* Raw data:
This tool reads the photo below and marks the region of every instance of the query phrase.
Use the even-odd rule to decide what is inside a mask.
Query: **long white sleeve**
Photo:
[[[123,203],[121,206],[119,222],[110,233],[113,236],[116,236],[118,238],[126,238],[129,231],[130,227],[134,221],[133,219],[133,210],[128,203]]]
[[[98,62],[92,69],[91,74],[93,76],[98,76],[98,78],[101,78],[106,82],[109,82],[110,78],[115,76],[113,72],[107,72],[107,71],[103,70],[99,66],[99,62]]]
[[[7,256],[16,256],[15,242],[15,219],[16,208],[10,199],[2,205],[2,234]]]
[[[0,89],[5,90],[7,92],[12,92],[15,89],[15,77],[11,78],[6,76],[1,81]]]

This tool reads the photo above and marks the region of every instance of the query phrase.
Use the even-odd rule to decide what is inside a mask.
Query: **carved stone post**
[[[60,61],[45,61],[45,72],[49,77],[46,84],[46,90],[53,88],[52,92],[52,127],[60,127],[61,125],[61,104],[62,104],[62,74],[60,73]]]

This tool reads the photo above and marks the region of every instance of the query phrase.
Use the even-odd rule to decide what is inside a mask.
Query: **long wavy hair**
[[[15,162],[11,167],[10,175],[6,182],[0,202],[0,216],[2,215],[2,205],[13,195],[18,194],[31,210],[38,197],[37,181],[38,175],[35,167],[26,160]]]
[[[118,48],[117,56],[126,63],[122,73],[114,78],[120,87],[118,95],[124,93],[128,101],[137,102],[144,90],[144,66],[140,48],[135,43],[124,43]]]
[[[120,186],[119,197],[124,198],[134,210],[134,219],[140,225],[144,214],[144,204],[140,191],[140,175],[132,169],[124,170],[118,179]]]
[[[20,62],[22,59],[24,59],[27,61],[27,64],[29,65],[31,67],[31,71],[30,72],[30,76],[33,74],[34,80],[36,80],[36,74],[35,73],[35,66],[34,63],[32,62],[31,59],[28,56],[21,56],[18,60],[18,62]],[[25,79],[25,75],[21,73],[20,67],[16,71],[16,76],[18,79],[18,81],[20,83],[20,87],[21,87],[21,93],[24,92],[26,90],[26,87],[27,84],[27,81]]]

* What you have to do: Rewrite every one of the records above, substituting "search phrase" for each occurrence of "query phrase" and changing nothing else.

* The reply:
This tool reads the photo below and marks the region of every instance of the search phrase.
Use the even-odd rule to decide what is inside a mask.
Query: **long white sleeve**
Photo:
[[[123,203],[121,206],[119,222],[110,233],[113,236],[116,236],[118,238],[126,238],[129,231],[130,227],[134,221],[133,219],[133,210],[128,203]]]
[[[98,62],[92,69],[91,74],[93,76],[98,76],[98,78],[101,78],[106,82],[109,82],[110,78],[115,76],[113,72],[107,72],[107,71],[103,70],[99,66],[99,62]]]
[[[7,256],[16,256],[15,242],[15,219],[16,208],[10,199],[2,205],[2,234]]]
[[[0,89],[5,90],[7,92],[12,92],[15,89],[15,77],[11,78],[6,76],[1,81]]]

This tool reads the photo above and marks the region of every instance of the search phrase.
Use the even-odd rule to decide what is inside a mask.
Query: **carved stone post**
[[[60,61],[45,61],[45,72],[49,77],[46,84],[46,90],[53,88],[52,92],[52,127],[60,127],[61,125],[61,104],[62,104],[62,74],[60,73]]]

This tool reads the photo above and marks the region of every instance of the search phrase.
Use the even-odd rule to decide what is inside a mask.
Query: **long wavy hair**
[[[15,162],[11,167],[10,175],[6,182],[0,202],[0,216],[2,215],[2,205],[13,195],[18,194],[31,210],[38,197],[37,181],[38,175],[35,167],[26,160]]]
[[[118,48],[117,56],[126,63],[122,73],[114,78],[120,87],[118,95],[124,93],[128,101],[137,102],[144,90],[144,66],[140,48],[135,43],[124,43]]]
[[[120,186],[119,197],[124,198],[134,210],[134,219],[140,225],[144,214],[144,204],[140,191],[140,175],[132,169],[124,170],[118,179]]]
[[[20,62],[22,59],[24,59],[27,61],[27,64],[29,65],[31,67],[31,71],[30,72],[30,76],[33,74],[34,80],[36,80],[36,74],[35,73],[35,66],[34,63],[32,62],[31,59],[28,56],[21,56],[18,60],[18,62]],[[25,79],[25,75],[21,73],[20,67],[16,71],[16,76],[18,79],[18,81],[20,83],[20,87],[21,87],[21,93],[24,92],[26,90],[26,87],[27,84],[27,81]]]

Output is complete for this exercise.